▶ [Your goal]:
What follows is a listing; restate every line of it word for word.
----------
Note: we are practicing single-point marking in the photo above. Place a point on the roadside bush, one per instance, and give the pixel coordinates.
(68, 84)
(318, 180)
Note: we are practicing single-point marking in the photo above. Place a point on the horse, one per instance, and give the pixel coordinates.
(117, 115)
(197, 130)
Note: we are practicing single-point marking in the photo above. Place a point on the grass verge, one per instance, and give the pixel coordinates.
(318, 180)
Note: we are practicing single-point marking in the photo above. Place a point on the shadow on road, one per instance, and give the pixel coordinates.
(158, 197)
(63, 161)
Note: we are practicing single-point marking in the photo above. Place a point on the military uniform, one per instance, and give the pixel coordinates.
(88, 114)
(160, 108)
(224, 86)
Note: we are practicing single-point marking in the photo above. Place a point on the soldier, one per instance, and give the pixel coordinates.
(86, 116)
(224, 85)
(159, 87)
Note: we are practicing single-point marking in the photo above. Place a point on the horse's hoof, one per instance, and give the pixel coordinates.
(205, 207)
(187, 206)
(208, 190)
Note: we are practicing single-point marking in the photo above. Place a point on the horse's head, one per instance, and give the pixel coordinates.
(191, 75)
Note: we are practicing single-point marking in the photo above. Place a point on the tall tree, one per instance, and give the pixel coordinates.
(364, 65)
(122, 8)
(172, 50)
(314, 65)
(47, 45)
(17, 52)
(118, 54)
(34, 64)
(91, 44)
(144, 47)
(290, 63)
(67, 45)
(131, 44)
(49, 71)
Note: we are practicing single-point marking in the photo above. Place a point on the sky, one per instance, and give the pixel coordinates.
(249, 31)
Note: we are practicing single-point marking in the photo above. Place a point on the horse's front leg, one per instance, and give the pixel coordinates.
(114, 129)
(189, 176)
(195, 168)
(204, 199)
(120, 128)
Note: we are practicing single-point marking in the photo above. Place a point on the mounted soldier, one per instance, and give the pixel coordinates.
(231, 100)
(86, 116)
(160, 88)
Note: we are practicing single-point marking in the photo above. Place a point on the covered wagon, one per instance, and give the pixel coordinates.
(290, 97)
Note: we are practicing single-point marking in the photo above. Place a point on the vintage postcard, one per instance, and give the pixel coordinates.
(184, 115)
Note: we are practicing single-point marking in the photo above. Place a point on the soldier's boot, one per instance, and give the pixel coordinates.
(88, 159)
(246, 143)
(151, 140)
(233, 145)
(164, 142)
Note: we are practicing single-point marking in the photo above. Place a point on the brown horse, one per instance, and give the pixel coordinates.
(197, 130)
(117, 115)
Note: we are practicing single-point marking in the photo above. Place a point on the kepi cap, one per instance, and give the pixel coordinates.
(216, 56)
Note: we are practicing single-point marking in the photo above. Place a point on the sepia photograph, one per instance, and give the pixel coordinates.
----------
▶ [Complete answer]:
Note: we are practicing single-point marking in the photo above. Place a point on the roadside bush, one per instance, and give the pixel coordinates.
(68, 84)
(318, 180)
Note: we are practicing single-point marking in the photo above. Place a point on the horse, one per instance, and give the pixel coordinates.
(117, 115)
(197, 130)
Note: we are practicing single-point marking in the photo above. Place a point on the grass verge, one per instance, and give the pixel coordinates.
(318, 180)
Note: we are practicing single-point marking in the photo above. Place a point on the shadow on road, one per instance, and give the pixel coordinates.
(158, 197)
(63, 161)
Note: we are practicing single-point marking in the photo above. Place a point on the military uniform, one per instance, and give the pixel coordinates.
(88, 114)
(160, 108)
(224, 86)
Note: we are practicing single-point marking in the photo above. Place a point on the soldier, one per instance, and give the pixel coordinates.
(86, 116)
(224, 85)
(159, 87)
Note: we are practicing single-point marking in the photo above. Place a point on the horse's hoof, one per instance, and give the pixel coordinates.
(205, 207)
(187, 206)
(208, 190)
Note: we are practicing single-point marking in the photo above. Place a point on the horse's head, one per instance, and give the pixel coordinates.
(191, 75)
Note: we are practicing single-point marking in the photo above. Place a point on the tall tree, one per instance, and give the pixel coordinates.
(364, 65)
(122, 8)
(172, 50)
(314, 65)
(47, 45)
(17, 52)
(118, 54)
(34, 64)
(91, 44)
(144, 47)
(290, 63)
(67, 45)
(131, 44)
(49, 71)
Note: we are practicing single-point marking in the photo above. Place a point on the sky, one per instance, and give the pixel coordinates.
(249, 31)
Note: we are practicing single-point marking in the photo above. Place a point on the horse's front leg, one per instance, and give the pixel coordinates.
(114, 129)
(189, 176)
(195, 168)
(204, 199)
(120, 128)
Note: we are practicing single-point marking in the photo above. Place a point on the mounted soldier, one per instance, and give the pixel coordinates.
(231, 100)
(86, 116)
(160, 88)
Note: we are practicing single-point marking in the photo above. Place a point on the covered wagon, one per instance, and give the pixel coordinates.
(290, 97)
Note: we are practicing single-point marking in the photo above. Place a point on the vintage postcard, one per instance, and give the pixel coordinates.
(184, 115)
Note: we are practicing single-point marking in the photo above. Place a point on the soldier's boot, one per instance, and give the pixel coordinates.
(88, 159)
(246, 143)
(151, 140)
(233, 145)
(164, 142)
Note: we are practicing single-point marking in the photo above. Place a point on the brown horse, one per instance, and give the pixel coordinates.
(197, 130)
(117, 115)
Note: we are practicing single-point marking in the photo above. Place a point on the kepi cap, one per instance, and give the pixel coordinates.
(216, 56)
Note: we are practicing single-point marking in the photo above. Place a point on the sepia photograph, one per instance, and give the pixel coordinates.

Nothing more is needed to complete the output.